Set problem A: In the entries below, copy out verbatim the stretch from the line containing "Isolate the leafy tree in this frame." through the line containing "579,324,1070,371".

╭─ Extract

Ch.8 Hanseldee Greteldum
How to Read Like a Professor
Presentation by: Karinna Montoya
Lake Norman High School
b) Whether it is a small or major detail, authors always end up taking something from old myths or the grim fairy tales. When readers notice this, it is easier for them to make connections between texts and becomes better at analyzing texts.
Concept #1- Literary borrowing
- Literary borrowing is when an author takes from another story to create a reference for their own.
- Stories always come from other stories and this is how stories grow into new ones, authors are always trying to improve their literature.
- One of the sources that writers often use is the literary canon, it is master list of works with the names of those who's works gets studied in college courses. Most people pretend this list does not exist and other fight as to who is on this list and who is not.
Concept #2 - Analogies and Parallelism
- Parallelism is similarities of of situations within literary works. Characters who are parallel would be characters who are the exact opposite of one another, authors use parallel characters to emphasize each other.
-In literature authors often take small elements that readers have seen in other stories taking advantage of readers knowledge of the original story by employing signs we'll be able to recognize in their work. This creates parallelism providing a shortcut for the author so that they don't have to explain some of the background information.
- Analogies are two things that are different compared with each other such as similes or metaphors. Authors may use analogies in the form that they may take a character from their story and compare it with a character from a fairy tale in order to make the character familiar to us. Other times, authors may take a character we are familiar with and change some of their aspects for emphasis.
- Analogies help readers gain comprehension of the story. Usually authors will take an idea the reader is used to and compares it with something new to add a twist into their story.
Ex. In Beastly, instead of taking Lindy's father and sugar coating him like in some versions of the Beauty and the Beast, Flinn just straight out makes him an alcoholic and druggie. In most stories Belle is given to the Beast in exchange for the fathers life because he has no option, but what Flinn did by making Lindy's father irresponsible was emphasize the love of two abandoned teenagers who found company in each other.

╰─

Set problem B: In the presentation above, how is literary borrowing defined?

╭─ Data listing

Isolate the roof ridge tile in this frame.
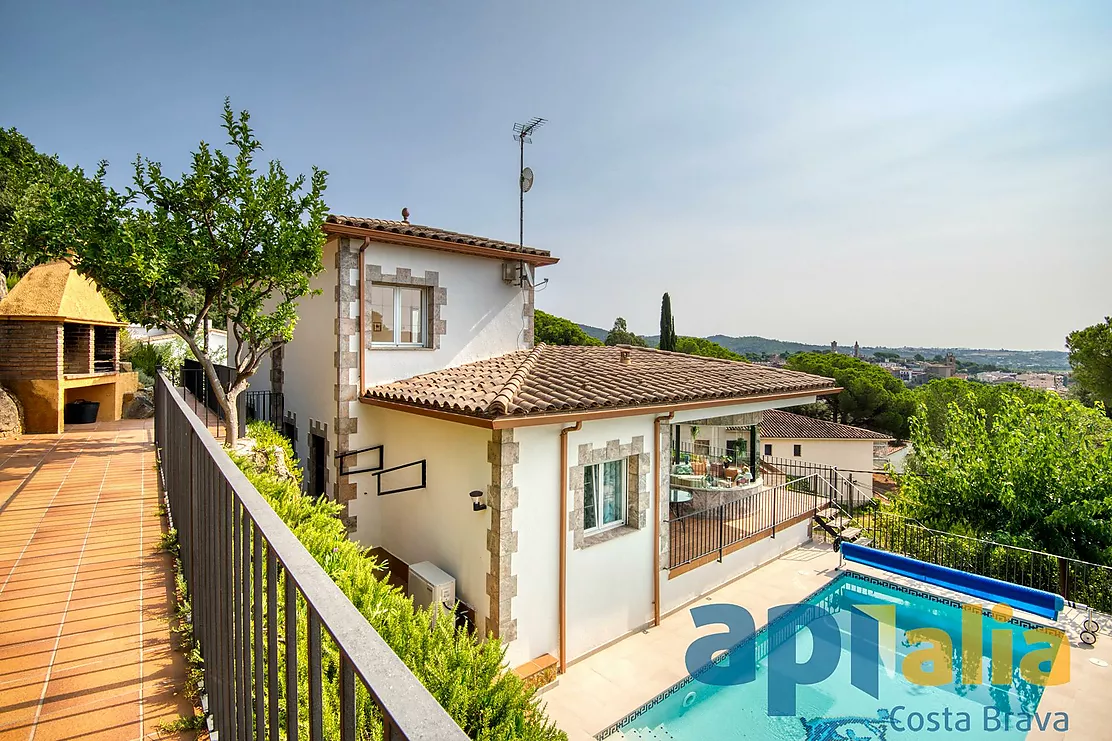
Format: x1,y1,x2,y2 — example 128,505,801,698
487,343,548,414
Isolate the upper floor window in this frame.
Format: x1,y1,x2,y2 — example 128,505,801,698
370,285,428,347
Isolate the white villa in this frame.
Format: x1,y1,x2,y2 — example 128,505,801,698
239,216,836,670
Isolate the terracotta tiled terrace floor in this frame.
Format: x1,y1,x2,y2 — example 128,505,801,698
0,421,193,741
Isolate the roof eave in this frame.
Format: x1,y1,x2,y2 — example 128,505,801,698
321,221,559,267
359,386,842,429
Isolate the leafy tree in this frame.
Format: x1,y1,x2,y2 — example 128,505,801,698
676,337,745,360
895,388,1112,564
9,100,326,445
1065,317,1112,413
606,317,645,347
911,378,1049,442
657,294,676,350
0,128,67,291
786,353,915,439
533,309,603,345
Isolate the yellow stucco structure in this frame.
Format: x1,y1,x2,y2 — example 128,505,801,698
0,261,138,433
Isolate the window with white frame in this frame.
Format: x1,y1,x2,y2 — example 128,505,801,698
583,461,626,534
369,284,428,347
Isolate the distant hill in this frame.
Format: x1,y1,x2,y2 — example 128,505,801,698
579,324,610,342
579,324,1070,371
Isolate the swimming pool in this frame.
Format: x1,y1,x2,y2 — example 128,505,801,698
596,572,1056,741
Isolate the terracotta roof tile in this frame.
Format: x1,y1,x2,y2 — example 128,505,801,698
325,214,550,257
761,409,892,439
366,344,834,418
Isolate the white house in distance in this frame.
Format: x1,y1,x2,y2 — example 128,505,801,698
677,409,892,493
239,210,838,669
761,409,892,492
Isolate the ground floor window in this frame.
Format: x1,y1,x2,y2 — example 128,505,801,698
583,461,626,534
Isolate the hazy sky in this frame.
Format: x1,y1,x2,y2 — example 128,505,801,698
0,0,1112,348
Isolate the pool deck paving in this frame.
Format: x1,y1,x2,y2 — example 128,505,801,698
540,543,1112,741
0,419,193,741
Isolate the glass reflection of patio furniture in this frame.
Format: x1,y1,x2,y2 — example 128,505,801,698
668,488,694,518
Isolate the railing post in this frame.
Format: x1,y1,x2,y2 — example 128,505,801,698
772,478,778,539
718,505,726,563
1058,556,1070,600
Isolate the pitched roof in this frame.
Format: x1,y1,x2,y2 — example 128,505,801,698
761,409,892,439
364,344,835,418
325,214,557,264
0,261,123,326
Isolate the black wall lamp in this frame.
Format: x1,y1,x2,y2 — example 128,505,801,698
470,490,486,512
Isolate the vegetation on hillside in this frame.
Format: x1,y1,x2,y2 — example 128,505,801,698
787,353,915,439
0,128,69,296
606,317,645,347
676,336,745,360
232,423,567,741
1065,317,1112,414
894,382,1112,564
533,309,603,345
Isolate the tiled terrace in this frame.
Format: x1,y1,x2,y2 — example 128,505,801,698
542,543,1112,741
0,421,193,741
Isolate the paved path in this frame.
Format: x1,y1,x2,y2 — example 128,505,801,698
0,421,193,741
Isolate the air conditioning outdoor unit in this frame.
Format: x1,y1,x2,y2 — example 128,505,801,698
409,561,456,614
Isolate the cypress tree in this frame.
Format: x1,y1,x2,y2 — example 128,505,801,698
659,294,676,352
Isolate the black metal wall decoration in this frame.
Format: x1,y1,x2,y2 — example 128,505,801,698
375,458,426,496
336,445,385,476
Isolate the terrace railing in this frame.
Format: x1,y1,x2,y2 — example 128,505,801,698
668,475,828,569
155,373,467,741
167,359,286,436
855,511,1112,613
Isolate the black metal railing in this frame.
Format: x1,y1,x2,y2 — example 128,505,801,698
155,373,467,741
238,389,286,429
761,455,873,515
855,512,1112,612
668,469,828,569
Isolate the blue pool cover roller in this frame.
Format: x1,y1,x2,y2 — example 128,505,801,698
842,543,1064,620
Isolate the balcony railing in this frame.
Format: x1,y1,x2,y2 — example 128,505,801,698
761,455,873,515
155,373,467,741
668,469,828,569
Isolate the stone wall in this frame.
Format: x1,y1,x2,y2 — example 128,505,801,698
486,429,520,643
0,322,62,381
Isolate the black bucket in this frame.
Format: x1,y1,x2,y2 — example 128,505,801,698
62,399,100,425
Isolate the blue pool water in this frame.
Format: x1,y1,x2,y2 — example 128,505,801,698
599,573,1053,741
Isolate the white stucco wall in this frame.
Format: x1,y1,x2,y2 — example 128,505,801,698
761,437,873,492
661,521,811,615
556,415,656,661
364,241,526,385
348,404,491,627
507,425,564,666
276,236,336,467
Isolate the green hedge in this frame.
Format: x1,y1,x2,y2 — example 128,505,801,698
232,422,567,741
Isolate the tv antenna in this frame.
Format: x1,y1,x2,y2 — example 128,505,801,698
514,118,548,251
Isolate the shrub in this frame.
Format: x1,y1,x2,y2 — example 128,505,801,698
232,422,567,741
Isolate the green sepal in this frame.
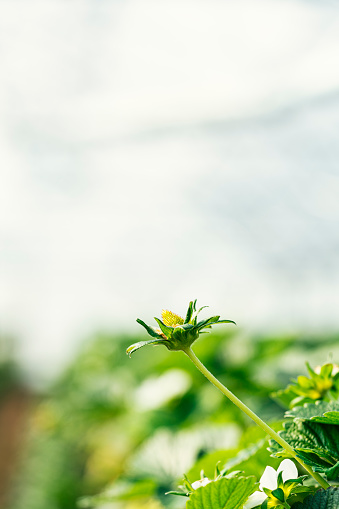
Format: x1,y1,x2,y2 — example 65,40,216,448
137,318,164,339
126,336,166,357
271,488,285,502
165,491,190,497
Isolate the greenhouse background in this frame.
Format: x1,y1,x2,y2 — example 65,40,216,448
0,0,339,509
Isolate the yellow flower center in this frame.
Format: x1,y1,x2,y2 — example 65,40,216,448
161,309,184,327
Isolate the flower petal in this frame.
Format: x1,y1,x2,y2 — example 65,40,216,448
259,467,278,490
277,459,298,482
244,491,267,509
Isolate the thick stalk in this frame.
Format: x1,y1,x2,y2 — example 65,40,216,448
184,348,330,489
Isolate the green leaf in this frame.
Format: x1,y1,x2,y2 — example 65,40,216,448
271,488,285,502
270,419,339,480
186,477,256,509
293,486,339,509
137,318,164,339
285,401,339,425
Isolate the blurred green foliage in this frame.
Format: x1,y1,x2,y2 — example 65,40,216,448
8,330,339,509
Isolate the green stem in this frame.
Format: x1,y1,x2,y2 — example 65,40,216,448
183,348,330,489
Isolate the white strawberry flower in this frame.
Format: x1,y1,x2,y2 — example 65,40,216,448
244,459,298,509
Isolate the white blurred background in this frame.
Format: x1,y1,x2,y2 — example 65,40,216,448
0,0,339,376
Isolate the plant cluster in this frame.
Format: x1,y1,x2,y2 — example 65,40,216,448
8,302,339,509
122,301,339,509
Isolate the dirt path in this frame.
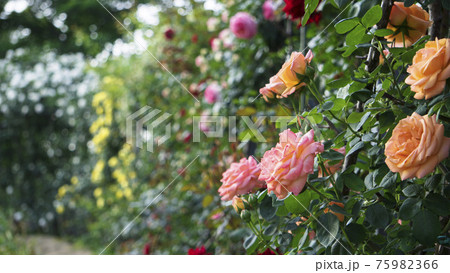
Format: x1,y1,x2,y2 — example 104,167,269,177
24,235,92,255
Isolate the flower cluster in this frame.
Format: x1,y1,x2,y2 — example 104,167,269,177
219,129,323,199
385,2,431,47
405,39,450,100
385,113,450,180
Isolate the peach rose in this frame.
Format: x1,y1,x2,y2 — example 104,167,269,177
384,113,450,180
405,39,450,100
259,87,274,102
259,129,323,199
384,2,431,47
319,147,345,177
219,156,264,201
231,196,245,213
323,201,345,222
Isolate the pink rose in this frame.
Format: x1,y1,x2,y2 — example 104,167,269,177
230,12,258,40
206,17,220,31
219,156,264,201
263,0,275,21
259,129,323,199
205,83,221,104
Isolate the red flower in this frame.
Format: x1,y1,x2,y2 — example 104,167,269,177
188,246,211,255
164,28,175,40
142,243,150,255
283,0,305,21
258,248,280,255
283,0,322,27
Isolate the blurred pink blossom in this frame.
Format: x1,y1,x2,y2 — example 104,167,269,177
205,83,221,104
263,0,275,21
219,156,264,201
230,12,258,40
259,129,323,199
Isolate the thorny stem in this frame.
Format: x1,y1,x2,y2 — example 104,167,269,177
306,181,330,203
248,221,278,255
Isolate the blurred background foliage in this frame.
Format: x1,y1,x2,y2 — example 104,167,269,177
0,0,446,254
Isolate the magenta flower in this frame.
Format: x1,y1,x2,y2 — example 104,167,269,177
263,0,275,21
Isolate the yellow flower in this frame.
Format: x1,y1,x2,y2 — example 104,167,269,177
116,190,123,199
70,176,79,185
56,204,64,214
108,156,119,168
94,188,103,198
123,188,133,200
97,198,105,209
91,160,105,183
58,185,67,198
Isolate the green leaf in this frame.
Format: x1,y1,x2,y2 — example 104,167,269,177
380,171,397,188
345,223,367,245
423,193,450,216
347,112,364,123
355,112,372,131
329,204,352,216
378,111,395,133
366,204,389,229
402,184,422,197
412,210,441,246
334,18,359,34
278,233,293,246
298,228,308,249
284,191,311,215
375,28,394,37
346,141,364,156
302,0,319,26
342,45,357,58
244,234,258,251
263,224,278,236
259,196,277,221
341,173,365,191
361,5,383,28
334,0,350,8
425,174,442,191
345,25,366,46
320,150,345,160
398,198,422,220
317,213,339,247
327,78,351,88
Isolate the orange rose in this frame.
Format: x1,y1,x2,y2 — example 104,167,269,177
323,201,345,222
405,39,450,100
318,147,345,177
231,196,245,213
384,113,450,180
277,50,313,94
384,2,431,47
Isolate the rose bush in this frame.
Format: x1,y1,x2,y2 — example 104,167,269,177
16,0,450,255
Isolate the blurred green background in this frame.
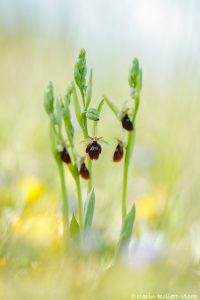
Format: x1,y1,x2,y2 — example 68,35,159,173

╰─

Worked answer A:
Isolate the leafy tree in this frame.
Format: x1,y1,x2,y2 — example 128,505,801,698
676,337,745,360
895,388,1112,564
9,100,326,445
1065,317,1112,413
606,317,645,347
911,378,1049,442
657,294,676,350
0,128,67,291
786,353,915,439
533,309,603,345
Isolate the yellow stucco structure in this frame.
Format: x1,y1,x2,y2 — example 128,505,801,698
0,261,138,433
Isolate the window with white frame in this frame.
Format: x1,y1,x2,y2 — example 128,505,801,698
583,461,626,534
369,284,428,347
Isolate the distant hill in this frame.
Format: x1,y1,x2,y2 — example 128,505,801,698
579,324,610,342
579,324,1070,371

Worked answer B: Literary borrowing is when an author takes from another story to create a reference for their own.